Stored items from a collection
====
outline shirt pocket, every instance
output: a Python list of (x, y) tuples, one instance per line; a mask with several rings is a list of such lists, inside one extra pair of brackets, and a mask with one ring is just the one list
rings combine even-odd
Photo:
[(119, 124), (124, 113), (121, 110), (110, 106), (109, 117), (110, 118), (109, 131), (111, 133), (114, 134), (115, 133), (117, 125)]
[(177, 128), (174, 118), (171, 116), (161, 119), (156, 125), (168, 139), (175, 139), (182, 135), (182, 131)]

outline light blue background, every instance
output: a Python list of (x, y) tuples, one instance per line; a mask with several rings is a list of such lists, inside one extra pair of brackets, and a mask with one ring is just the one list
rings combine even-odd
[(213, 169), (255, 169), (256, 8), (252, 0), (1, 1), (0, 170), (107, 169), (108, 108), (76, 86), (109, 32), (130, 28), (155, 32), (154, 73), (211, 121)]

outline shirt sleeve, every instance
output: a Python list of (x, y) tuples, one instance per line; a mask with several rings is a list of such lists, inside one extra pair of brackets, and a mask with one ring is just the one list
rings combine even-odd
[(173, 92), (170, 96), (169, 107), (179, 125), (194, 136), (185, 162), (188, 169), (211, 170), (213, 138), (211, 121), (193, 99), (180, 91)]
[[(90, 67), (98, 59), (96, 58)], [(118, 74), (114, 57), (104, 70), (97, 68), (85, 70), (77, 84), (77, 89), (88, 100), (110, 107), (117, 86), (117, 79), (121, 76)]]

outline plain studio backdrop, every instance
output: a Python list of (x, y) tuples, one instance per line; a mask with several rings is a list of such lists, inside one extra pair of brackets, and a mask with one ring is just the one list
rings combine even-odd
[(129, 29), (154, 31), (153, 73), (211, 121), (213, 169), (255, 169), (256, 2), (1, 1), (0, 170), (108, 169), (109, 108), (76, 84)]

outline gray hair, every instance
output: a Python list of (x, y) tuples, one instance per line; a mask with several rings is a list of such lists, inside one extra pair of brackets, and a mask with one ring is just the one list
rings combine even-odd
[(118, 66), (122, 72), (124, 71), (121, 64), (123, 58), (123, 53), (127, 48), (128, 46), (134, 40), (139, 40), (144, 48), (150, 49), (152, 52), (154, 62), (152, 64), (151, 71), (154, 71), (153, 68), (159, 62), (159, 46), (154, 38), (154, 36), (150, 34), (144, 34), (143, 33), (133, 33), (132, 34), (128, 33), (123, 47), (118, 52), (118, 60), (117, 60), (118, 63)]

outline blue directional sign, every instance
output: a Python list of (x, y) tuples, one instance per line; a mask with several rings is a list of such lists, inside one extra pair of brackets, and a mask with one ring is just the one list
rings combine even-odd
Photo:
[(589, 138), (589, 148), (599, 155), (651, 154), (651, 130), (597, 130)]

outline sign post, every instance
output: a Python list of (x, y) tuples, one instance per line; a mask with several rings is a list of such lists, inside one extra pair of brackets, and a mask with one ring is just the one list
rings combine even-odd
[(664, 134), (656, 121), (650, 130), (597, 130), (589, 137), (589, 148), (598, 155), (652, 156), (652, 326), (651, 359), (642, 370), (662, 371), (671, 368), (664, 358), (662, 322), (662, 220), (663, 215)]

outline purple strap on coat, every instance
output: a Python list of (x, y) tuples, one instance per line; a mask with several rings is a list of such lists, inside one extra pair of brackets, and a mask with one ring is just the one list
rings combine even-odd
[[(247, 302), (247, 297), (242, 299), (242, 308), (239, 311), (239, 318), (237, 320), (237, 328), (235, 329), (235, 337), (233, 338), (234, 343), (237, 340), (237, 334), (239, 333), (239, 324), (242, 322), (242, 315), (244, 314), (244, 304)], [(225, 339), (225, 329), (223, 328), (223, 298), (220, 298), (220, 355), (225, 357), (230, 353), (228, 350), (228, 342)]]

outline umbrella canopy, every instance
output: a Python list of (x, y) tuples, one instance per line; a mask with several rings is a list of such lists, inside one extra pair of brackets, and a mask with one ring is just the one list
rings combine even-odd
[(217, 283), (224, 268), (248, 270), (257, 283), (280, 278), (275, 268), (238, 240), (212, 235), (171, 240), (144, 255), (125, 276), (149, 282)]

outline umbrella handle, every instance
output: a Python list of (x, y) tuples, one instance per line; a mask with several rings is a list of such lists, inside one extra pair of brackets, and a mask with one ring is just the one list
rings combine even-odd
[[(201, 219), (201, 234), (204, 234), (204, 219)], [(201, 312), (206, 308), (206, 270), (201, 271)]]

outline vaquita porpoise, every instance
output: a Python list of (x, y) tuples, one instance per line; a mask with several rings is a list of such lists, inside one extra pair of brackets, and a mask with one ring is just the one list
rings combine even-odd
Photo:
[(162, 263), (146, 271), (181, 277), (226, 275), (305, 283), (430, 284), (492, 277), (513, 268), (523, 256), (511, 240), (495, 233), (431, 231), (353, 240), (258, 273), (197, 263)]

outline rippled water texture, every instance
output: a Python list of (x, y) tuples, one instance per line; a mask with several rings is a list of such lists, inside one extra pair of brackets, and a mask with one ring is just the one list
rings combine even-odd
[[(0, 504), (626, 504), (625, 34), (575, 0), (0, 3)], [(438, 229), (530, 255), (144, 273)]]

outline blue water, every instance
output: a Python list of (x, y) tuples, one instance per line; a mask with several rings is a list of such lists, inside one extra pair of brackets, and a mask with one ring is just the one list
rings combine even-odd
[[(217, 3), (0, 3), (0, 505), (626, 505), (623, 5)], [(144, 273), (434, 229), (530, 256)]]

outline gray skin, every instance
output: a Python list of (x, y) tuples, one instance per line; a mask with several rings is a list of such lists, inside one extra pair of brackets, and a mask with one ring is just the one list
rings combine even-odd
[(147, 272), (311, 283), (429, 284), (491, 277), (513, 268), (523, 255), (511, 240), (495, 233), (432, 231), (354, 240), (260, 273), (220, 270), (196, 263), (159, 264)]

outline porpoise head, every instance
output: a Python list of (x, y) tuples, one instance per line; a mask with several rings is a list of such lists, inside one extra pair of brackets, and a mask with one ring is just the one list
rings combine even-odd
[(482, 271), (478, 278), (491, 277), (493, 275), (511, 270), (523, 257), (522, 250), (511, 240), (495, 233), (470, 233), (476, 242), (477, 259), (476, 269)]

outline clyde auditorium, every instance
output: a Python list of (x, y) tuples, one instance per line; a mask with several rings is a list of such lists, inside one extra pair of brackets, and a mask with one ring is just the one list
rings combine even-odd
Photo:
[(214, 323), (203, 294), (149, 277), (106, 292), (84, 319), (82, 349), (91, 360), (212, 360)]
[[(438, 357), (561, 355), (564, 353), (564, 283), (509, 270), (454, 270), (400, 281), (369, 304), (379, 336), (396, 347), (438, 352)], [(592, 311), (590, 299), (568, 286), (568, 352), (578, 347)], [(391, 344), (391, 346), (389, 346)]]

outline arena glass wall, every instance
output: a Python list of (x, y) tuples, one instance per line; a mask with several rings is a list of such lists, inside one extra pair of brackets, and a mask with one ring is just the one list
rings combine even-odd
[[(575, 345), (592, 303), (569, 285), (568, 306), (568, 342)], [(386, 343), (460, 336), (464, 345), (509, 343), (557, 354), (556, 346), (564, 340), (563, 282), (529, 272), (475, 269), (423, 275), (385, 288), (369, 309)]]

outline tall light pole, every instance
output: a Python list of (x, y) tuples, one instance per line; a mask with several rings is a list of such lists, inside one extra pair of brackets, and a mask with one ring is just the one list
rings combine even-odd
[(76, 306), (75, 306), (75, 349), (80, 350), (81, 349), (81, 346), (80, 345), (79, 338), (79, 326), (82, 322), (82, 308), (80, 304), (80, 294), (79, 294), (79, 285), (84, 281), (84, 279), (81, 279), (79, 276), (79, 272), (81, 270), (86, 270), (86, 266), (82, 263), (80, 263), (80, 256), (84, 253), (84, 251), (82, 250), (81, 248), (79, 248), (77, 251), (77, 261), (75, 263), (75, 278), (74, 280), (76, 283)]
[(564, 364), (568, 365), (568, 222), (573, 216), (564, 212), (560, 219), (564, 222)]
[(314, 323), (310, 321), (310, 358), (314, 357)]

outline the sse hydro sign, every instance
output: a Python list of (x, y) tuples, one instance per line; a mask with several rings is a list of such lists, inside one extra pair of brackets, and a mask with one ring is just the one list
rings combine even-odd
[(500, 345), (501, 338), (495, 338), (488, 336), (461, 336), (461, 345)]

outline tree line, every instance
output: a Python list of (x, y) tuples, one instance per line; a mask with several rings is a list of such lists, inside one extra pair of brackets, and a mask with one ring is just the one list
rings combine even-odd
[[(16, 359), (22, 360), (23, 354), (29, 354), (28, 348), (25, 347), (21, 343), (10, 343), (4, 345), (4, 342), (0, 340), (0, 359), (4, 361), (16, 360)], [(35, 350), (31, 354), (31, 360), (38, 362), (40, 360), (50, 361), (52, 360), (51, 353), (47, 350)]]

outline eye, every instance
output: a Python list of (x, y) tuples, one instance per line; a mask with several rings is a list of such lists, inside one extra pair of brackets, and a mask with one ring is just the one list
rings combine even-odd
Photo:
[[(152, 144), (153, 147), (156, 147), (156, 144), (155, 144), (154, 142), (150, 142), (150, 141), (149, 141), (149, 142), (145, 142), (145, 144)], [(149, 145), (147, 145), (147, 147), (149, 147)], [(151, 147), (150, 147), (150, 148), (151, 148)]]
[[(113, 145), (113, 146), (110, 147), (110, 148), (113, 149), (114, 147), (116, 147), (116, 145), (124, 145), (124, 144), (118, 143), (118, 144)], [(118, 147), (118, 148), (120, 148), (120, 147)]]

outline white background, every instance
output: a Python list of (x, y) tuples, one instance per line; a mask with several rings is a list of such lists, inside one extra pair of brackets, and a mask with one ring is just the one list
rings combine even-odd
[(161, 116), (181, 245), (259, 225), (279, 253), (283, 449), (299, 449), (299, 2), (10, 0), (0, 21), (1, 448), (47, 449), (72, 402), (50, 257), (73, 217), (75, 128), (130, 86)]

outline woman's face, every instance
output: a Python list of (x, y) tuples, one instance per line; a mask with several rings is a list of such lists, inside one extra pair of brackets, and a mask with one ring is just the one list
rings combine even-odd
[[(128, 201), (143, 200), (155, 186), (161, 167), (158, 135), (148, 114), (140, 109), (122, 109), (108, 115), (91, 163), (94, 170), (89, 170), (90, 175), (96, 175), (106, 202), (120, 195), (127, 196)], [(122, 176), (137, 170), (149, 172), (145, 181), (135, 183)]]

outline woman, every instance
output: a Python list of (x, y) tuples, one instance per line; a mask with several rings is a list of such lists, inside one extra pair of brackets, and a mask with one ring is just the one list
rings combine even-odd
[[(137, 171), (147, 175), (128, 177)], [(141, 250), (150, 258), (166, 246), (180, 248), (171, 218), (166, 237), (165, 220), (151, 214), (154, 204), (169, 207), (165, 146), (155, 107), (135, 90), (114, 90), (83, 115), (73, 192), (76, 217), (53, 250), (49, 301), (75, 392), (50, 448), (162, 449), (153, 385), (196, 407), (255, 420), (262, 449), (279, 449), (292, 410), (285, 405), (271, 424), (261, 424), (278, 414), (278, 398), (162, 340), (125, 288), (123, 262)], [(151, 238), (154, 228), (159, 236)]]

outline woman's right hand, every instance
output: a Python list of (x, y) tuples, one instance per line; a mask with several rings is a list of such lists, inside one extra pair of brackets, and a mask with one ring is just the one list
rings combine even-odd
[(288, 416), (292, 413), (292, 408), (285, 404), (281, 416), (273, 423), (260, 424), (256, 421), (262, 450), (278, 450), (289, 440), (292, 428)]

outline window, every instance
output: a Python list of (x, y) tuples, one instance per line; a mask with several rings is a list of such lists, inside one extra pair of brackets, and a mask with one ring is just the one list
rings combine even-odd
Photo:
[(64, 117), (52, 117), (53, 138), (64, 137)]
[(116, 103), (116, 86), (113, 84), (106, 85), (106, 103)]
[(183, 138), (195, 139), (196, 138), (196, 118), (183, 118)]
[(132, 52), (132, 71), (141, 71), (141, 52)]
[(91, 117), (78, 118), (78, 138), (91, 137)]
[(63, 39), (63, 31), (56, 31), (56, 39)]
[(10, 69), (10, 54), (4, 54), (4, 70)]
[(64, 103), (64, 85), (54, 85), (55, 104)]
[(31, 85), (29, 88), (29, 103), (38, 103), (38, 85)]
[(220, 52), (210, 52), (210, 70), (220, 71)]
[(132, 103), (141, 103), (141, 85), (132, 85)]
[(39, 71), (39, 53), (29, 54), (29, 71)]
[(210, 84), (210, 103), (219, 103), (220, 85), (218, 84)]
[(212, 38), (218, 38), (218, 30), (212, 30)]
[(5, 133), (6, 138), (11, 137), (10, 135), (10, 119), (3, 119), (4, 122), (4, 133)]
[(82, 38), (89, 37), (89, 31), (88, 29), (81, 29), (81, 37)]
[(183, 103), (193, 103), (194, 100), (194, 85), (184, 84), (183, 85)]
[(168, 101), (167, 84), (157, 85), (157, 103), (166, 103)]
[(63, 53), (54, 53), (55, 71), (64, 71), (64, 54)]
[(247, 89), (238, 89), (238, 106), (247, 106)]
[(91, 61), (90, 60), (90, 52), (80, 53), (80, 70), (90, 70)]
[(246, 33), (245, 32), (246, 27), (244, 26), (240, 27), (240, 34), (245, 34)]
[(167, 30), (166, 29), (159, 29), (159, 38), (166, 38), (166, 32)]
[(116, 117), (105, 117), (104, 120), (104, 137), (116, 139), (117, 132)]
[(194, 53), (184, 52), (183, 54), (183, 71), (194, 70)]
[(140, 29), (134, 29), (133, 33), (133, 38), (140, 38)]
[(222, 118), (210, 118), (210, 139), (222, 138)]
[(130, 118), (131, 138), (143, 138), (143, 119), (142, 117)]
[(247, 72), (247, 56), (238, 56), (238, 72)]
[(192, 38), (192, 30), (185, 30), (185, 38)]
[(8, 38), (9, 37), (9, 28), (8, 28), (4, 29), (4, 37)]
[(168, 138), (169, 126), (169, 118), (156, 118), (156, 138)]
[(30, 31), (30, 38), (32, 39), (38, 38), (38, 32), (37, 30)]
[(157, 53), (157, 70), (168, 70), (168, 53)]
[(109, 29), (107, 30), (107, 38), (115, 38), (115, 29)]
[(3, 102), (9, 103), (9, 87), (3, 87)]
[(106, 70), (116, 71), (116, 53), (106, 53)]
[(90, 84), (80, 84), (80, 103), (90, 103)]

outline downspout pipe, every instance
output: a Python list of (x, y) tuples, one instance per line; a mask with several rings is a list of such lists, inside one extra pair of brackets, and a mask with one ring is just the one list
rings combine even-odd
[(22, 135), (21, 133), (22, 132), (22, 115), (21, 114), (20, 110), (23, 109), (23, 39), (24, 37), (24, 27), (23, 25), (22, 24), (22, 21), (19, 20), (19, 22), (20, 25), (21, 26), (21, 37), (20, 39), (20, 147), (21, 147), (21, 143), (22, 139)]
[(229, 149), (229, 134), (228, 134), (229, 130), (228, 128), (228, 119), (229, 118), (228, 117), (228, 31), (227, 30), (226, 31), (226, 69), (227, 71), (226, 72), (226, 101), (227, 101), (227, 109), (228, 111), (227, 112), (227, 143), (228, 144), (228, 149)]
====
JOB: Copy the rows starting at the line that contains "outline woman's right hand, every instance" and ending after the line that contains "440), (292, 428)]", reproducing every character unchanged.

CORRECT RESULT:
outline woman's right hand, every instance
output: a Python list of (x, y) tuples, one instance per line; a mask with several rings is a list of such lists, inside one extra pair of brackets, and a mask with one ring is just the one list
rings combine even-odd
[(288, 416), (292, 413), (292, 408), (285, 404), (281, 416), (273, 423), (260, 424), (256, 421), (262, 450), (278, 450), (289, 440), (292, 428)]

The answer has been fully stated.